# EXERCISE DETAILS
Copy everything from the line containing "Where can the black" down to the end of the records, putting "spectacle frames" in place of "eyeglass frames" and leaving all else as it stands.

# EXERCISE MATERIAL
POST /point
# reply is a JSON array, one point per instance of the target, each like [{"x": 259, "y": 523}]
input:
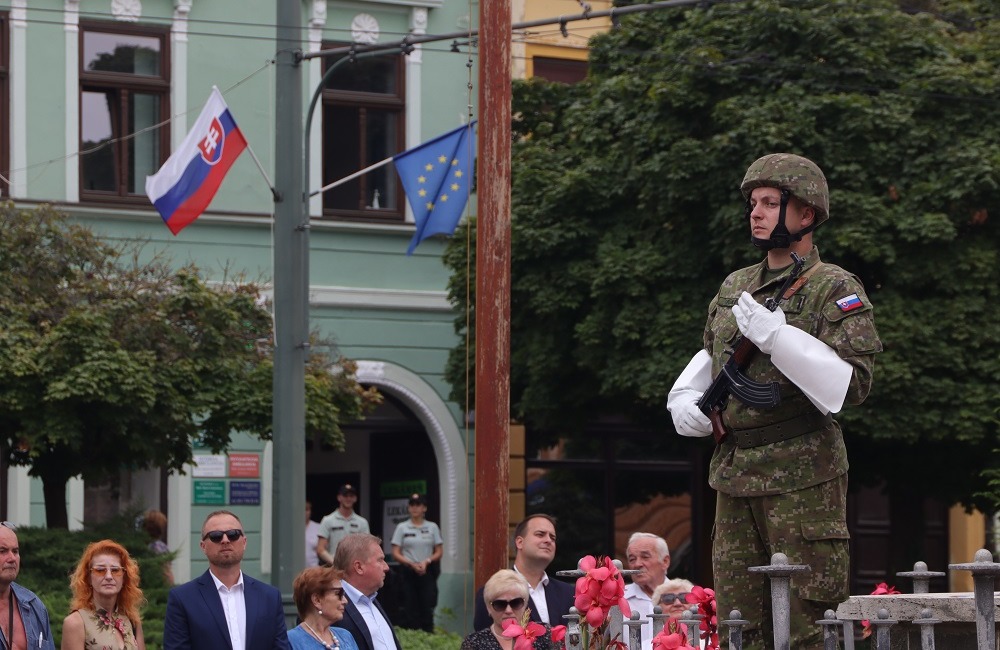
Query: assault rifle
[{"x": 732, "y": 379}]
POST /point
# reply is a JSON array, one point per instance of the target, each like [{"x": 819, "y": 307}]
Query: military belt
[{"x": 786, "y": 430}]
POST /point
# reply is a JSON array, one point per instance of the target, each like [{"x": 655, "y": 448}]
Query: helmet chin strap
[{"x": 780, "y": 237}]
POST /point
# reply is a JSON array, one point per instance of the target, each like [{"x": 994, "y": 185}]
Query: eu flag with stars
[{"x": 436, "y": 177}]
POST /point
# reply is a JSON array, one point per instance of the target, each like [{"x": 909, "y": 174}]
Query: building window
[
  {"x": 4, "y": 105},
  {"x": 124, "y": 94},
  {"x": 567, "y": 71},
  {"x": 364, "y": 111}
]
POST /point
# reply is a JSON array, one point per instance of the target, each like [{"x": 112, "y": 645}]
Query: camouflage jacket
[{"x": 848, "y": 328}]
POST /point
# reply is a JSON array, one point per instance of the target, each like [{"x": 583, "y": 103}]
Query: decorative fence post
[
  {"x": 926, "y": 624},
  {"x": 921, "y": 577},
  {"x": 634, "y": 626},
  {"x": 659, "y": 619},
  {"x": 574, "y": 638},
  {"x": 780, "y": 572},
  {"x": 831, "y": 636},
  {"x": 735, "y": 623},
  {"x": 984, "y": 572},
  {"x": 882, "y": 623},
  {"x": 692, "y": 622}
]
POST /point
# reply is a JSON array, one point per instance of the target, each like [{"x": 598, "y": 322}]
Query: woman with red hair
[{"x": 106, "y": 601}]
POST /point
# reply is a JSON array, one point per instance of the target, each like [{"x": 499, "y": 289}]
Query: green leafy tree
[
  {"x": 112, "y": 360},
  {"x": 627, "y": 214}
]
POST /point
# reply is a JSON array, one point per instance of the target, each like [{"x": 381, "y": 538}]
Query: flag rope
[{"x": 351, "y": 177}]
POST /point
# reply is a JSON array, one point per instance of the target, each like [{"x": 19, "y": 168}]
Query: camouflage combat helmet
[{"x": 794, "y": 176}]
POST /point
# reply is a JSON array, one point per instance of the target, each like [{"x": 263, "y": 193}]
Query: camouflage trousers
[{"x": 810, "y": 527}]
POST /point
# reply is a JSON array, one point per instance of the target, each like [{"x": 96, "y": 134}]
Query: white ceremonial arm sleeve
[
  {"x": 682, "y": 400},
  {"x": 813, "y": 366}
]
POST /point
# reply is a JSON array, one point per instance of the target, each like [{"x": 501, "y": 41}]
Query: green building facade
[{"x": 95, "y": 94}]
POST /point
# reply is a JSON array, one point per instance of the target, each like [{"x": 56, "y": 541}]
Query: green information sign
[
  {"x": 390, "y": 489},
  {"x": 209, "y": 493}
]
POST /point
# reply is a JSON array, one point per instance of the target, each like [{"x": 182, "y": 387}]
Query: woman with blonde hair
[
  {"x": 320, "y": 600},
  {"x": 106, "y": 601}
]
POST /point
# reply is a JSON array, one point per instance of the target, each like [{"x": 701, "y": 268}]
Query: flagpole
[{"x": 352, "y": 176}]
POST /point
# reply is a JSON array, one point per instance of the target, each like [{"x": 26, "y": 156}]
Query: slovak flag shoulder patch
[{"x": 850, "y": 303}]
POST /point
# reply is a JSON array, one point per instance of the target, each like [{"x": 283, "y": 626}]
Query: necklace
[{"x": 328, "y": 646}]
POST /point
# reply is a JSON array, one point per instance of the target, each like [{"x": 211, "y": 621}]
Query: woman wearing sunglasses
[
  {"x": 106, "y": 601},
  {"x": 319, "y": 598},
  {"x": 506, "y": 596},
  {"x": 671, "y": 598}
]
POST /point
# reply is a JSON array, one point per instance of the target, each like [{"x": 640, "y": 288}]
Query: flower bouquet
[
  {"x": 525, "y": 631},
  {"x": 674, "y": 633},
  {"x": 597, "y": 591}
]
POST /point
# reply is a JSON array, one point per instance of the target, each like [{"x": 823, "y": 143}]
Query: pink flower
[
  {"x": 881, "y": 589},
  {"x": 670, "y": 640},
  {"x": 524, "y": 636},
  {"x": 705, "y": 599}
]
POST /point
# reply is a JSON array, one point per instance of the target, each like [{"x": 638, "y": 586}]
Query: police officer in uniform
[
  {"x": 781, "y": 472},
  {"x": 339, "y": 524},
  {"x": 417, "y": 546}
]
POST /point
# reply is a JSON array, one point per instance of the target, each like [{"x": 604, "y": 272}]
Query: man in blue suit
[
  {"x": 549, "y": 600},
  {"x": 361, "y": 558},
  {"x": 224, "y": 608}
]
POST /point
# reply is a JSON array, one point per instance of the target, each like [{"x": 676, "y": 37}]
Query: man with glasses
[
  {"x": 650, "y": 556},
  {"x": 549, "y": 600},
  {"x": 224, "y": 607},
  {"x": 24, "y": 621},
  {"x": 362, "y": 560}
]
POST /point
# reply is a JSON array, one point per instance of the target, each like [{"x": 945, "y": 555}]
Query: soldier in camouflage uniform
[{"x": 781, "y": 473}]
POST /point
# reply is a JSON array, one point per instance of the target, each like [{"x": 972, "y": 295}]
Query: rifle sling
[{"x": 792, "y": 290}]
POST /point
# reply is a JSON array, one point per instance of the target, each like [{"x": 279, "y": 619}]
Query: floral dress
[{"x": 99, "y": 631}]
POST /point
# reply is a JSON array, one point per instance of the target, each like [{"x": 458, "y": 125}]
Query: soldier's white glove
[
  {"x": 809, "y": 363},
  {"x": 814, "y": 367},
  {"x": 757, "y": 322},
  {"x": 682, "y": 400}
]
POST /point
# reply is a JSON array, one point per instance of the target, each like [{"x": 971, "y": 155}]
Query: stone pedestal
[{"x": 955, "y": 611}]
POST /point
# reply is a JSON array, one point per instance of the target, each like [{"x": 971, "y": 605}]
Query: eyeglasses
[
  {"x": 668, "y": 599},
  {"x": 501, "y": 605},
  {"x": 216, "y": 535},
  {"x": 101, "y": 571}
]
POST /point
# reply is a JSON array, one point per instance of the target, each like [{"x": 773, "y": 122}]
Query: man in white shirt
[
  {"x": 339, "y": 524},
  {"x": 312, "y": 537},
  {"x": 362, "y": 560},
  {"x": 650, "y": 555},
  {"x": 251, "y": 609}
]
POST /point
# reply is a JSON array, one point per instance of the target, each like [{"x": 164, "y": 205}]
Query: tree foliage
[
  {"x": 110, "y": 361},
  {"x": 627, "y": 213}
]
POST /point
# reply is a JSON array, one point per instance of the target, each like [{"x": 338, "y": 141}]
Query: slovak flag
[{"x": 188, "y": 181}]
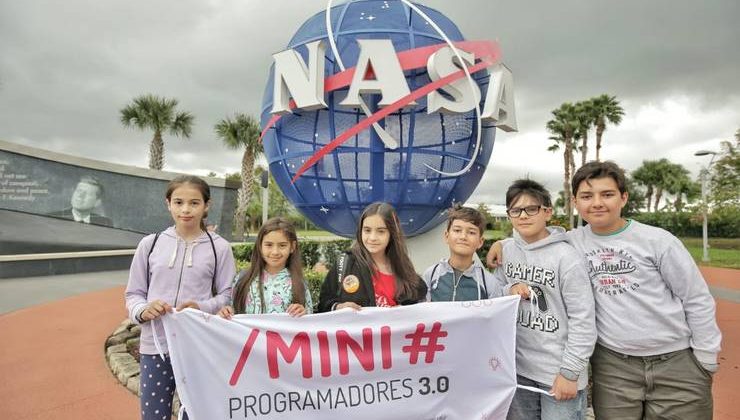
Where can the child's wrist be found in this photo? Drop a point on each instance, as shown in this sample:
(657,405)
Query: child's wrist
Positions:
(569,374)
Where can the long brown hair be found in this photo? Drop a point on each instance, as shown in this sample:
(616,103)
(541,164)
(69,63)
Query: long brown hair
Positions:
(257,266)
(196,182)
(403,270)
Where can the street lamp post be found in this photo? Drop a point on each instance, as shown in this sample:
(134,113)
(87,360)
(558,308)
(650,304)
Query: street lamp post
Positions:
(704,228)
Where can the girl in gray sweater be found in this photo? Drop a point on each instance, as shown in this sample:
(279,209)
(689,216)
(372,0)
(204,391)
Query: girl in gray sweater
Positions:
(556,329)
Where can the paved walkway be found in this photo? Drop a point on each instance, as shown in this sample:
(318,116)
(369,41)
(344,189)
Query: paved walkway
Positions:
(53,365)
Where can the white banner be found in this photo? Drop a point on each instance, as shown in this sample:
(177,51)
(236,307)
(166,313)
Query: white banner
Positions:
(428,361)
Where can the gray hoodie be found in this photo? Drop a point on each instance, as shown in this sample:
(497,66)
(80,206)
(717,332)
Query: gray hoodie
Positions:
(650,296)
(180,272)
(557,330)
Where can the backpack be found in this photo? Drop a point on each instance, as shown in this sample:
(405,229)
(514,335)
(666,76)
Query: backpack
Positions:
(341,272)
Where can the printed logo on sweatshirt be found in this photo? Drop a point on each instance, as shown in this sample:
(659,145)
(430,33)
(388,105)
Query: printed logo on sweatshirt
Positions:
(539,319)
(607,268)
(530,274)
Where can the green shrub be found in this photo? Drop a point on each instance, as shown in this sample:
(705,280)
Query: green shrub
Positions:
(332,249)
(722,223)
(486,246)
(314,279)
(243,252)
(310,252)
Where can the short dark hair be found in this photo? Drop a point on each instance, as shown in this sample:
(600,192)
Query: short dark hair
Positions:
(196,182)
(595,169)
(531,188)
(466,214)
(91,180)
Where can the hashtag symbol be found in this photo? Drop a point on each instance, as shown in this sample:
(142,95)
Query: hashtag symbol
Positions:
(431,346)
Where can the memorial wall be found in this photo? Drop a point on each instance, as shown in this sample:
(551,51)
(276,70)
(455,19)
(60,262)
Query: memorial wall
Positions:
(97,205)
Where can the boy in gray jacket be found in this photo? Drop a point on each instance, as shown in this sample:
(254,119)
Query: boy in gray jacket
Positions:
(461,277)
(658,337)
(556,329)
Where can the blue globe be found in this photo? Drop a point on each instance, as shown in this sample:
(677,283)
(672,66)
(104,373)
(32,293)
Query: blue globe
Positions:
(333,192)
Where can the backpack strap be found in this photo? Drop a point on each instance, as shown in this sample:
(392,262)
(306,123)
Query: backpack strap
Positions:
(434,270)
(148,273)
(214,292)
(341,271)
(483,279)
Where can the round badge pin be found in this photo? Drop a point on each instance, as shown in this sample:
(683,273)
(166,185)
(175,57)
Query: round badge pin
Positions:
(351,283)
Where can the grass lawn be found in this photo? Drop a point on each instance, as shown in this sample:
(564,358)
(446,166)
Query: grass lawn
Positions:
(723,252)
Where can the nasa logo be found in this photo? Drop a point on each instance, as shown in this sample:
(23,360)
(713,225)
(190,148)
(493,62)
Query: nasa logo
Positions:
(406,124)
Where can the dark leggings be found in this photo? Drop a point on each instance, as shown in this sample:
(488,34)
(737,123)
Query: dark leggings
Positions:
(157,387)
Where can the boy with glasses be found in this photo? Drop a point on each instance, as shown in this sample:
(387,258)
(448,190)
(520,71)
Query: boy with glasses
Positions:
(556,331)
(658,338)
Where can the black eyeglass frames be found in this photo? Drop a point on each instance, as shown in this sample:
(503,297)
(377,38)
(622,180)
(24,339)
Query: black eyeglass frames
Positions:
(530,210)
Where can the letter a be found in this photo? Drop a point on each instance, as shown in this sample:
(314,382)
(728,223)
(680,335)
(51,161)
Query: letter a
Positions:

# EXPECTED ANSWER
Where can the black spectacle frames be found in this photo? Drop a point on each instance, as shown in this sample:
(503,297)
(377,38)
(622,180)
(24,339)
Query: black spectacle frames
Positions:
(530,210)
Where can the letter a be found in this photo? Drop a point on each instance, as shown in this sample:
(314,382)
(728,223)
(680,335)
(51,161)
Query: letter a
Positions:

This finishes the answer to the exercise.